Aim of the task: Records follow. Pull out every line that contains "dark".

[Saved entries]
· · · ·

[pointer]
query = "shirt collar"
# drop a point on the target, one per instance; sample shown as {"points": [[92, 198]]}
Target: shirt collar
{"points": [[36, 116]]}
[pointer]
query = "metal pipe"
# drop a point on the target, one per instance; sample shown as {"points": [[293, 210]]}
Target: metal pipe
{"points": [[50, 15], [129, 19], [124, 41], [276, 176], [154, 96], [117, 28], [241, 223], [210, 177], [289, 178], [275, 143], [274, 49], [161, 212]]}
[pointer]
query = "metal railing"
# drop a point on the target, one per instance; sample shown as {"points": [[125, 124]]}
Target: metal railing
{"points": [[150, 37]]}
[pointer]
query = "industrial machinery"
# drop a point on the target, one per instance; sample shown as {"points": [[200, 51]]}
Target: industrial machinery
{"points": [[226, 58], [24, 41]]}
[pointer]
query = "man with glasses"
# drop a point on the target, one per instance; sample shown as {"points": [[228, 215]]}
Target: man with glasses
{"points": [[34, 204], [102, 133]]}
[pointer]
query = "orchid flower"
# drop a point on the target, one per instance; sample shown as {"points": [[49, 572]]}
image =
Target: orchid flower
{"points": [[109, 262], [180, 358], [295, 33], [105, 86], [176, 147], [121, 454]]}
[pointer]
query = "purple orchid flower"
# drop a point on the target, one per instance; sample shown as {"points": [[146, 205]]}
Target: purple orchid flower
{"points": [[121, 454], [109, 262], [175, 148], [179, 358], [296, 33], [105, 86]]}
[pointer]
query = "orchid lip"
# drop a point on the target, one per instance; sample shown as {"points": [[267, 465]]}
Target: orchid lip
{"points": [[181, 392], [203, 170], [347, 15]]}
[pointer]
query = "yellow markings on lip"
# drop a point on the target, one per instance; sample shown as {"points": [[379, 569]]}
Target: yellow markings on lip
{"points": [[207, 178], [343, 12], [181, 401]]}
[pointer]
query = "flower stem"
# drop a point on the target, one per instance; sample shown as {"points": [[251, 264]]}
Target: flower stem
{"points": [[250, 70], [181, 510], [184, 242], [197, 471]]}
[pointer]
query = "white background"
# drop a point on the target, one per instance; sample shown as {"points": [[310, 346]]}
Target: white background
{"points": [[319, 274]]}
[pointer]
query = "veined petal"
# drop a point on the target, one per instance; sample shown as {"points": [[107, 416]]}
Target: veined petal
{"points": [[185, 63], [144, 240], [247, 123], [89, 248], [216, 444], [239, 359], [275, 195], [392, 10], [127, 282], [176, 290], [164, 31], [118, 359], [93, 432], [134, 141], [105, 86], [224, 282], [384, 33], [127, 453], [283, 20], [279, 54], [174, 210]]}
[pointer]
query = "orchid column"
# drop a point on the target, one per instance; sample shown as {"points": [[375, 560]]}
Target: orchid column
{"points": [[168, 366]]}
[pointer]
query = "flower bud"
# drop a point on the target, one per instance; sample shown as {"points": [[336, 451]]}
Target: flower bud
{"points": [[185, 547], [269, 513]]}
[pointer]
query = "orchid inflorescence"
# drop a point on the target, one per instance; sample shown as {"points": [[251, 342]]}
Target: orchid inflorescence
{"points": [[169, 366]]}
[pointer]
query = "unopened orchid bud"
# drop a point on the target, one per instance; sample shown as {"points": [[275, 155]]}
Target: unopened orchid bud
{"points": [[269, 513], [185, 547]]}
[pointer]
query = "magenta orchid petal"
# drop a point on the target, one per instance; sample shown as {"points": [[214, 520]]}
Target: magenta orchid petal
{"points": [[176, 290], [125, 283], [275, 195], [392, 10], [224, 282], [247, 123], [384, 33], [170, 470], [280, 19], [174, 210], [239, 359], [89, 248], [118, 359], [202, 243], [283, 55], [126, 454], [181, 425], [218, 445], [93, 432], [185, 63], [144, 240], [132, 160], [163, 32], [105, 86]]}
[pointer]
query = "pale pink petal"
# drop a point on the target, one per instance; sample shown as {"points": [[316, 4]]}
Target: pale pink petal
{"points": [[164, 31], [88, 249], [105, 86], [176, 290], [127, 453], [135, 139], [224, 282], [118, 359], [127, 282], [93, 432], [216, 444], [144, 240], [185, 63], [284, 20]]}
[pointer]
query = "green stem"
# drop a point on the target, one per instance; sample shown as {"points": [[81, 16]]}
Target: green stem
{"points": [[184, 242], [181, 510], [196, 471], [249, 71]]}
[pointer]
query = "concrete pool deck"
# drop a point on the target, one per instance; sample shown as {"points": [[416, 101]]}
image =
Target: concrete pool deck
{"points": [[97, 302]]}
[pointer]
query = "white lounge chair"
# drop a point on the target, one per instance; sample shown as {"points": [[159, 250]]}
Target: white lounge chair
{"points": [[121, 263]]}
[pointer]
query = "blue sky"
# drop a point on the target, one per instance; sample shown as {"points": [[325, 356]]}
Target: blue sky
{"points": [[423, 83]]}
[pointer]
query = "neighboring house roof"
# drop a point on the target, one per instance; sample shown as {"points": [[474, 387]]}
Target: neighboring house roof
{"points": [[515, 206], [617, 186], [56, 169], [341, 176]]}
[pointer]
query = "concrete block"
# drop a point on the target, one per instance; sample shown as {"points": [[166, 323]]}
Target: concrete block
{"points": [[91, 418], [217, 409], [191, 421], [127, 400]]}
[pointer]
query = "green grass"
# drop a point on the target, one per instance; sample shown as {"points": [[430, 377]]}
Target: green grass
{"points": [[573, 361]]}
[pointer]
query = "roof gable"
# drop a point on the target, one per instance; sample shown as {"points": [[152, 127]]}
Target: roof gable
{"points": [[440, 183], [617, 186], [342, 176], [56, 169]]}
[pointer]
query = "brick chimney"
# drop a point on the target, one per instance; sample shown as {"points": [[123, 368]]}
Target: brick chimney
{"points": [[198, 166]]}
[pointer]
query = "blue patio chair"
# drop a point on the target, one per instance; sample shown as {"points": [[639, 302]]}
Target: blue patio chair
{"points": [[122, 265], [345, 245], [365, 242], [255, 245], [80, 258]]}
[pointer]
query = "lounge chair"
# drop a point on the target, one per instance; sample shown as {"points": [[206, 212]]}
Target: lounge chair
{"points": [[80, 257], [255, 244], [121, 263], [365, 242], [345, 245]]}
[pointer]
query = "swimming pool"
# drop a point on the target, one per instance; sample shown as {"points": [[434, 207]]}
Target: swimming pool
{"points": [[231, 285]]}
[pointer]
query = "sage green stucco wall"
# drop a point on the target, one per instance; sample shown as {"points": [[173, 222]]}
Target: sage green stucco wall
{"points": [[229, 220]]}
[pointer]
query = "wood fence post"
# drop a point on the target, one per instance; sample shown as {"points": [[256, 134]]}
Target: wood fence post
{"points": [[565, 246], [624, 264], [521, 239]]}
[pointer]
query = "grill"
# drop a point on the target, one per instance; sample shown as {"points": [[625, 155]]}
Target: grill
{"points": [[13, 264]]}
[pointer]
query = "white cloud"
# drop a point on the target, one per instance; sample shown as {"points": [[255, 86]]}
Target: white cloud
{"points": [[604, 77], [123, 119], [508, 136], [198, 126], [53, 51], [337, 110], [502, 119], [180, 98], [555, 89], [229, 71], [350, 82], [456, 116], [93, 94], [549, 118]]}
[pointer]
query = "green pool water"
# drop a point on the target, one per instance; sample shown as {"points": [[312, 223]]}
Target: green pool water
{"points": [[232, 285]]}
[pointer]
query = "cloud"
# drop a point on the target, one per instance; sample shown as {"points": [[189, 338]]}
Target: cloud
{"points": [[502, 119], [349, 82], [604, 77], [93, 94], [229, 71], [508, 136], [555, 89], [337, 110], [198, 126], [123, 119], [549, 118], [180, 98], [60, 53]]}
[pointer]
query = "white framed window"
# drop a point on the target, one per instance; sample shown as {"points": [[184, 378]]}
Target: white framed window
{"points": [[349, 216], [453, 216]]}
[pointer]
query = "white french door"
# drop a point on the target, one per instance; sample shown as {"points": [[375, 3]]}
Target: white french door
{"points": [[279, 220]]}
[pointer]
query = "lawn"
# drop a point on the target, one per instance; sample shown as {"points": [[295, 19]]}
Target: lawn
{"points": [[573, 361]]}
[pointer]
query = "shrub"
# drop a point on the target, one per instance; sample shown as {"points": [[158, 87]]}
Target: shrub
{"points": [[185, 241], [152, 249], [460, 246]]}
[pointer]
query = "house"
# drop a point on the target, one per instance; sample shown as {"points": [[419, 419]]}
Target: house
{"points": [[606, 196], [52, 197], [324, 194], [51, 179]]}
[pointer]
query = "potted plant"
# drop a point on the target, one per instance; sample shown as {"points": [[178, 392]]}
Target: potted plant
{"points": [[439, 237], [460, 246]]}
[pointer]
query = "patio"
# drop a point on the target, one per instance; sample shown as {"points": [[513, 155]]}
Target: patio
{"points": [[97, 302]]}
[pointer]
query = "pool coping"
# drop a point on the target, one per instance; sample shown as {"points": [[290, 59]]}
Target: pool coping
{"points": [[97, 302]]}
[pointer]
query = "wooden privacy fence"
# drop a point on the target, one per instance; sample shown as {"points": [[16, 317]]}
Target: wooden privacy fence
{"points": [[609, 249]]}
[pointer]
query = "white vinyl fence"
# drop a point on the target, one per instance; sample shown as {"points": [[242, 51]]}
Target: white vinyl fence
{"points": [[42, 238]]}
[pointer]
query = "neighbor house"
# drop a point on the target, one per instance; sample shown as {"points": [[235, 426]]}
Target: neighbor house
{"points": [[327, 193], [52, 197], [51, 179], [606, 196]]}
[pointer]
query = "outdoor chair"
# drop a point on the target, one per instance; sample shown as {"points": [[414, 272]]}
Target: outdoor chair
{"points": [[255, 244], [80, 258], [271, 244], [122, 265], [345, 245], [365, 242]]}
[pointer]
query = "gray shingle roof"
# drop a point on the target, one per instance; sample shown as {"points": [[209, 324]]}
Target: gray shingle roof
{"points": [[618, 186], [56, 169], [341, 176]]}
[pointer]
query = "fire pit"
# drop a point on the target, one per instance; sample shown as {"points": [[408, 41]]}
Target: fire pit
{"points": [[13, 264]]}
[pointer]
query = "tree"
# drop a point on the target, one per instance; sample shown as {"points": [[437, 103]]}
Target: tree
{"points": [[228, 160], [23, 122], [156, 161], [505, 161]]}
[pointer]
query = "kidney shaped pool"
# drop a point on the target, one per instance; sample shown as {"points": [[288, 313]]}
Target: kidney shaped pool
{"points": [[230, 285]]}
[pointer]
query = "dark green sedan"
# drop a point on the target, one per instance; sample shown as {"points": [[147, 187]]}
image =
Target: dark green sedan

· · · ·

Response area:
query = "dark green sedan"
Target: dark green sedan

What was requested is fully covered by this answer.